Selected excerpt:
- West Philadelphia Borough Location of Bridesburg in Pennsylvania West Philadelphia Borough West Philadelphia Borough (the United States)
- Coordinates: 39°56′53″N 75°11′11″W﻿ / ﻿39.94806°N 75.18639°W
- Country: United States
- State: Pennsylvania
- County: Philadelphia
- Time zone: UTC-5 (EST)
- • Summer (DST): UTC-4 (EDT)
- ZIP code: 19127
- Area codes: 215, 267, and 445

= West Philadelphia Borough, Pennsylvania =

West Philadelphia Borough, also known as West Philadelphia District, was a borough that was located west of the Schuylkill River in Blockley Township, Philadelphia County, Pennsylvania, United States. The borough ceased to exist and was incorporated into the City of Philadelphia following the passage of the Act of Consolidation, 1854.

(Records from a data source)
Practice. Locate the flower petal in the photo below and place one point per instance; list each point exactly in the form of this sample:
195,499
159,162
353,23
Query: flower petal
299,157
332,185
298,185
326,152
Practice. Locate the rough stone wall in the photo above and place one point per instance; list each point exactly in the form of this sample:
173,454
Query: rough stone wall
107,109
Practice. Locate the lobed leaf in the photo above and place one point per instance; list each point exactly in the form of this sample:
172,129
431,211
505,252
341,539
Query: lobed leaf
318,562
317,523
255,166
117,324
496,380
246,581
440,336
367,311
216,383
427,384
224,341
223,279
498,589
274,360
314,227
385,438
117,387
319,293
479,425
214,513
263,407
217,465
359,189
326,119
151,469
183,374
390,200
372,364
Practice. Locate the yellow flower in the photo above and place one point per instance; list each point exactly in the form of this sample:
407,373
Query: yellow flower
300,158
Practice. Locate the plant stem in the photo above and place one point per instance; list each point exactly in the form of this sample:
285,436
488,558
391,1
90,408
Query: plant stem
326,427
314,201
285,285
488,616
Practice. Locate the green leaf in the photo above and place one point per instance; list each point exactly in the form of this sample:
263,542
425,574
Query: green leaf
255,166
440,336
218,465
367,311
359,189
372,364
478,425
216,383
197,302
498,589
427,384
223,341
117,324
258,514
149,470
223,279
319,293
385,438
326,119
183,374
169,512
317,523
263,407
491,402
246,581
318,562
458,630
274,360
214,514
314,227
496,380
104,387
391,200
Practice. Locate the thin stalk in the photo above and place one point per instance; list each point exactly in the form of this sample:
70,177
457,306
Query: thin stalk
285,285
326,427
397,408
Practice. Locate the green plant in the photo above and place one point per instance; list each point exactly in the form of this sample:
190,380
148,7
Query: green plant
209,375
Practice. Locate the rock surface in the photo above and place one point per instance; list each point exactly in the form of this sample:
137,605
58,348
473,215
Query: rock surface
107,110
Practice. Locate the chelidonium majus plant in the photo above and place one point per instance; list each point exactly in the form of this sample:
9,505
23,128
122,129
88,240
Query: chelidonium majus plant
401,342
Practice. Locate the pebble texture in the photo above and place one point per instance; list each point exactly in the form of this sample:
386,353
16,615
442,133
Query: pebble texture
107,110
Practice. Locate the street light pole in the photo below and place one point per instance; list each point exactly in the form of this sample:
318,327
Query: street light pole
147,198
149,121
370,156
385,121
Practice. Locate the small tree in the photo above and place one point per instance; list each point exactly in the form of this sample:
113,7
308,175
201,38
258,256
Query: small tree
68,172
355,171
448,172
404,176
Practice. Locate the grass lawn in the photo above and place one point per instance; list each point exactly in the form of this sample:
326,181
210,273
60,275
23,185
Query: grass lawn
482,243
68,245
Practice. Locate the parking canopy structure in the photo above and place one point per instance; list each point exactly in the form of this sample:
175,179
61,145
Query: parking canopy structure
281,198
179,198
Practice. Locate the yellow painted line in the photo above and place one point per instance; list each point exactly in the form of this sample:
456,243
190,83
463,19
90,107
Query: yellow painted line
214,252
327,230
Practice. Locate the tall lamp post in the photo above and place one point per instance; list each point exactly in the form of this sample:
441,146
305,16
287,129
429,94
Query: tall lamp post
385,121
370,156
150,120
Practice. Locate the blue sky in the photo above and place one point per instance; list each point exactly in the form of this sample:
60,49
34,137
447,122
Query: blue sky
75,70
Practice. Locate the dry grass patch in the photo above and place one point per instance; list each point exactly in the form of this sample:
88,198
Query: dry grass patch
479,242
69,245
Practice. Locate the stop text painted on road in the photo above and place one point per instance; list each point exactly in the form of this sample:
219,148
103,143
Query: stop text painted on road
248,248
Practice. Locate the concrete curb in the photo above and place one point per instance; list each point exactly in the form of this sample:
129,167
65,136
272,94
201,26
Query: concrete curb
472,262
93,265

What you should do:
Answer these questions using the article on West Philadelphia Borough:
1. What ZIP code does the article list?
2. West of which river was the borough located?
3. What legislation led to the borough's incorporation into the City of Philadelphia?

Written reply:
1. 19127
2. The Schuylkill River
3. The Act of Consolidation, 1854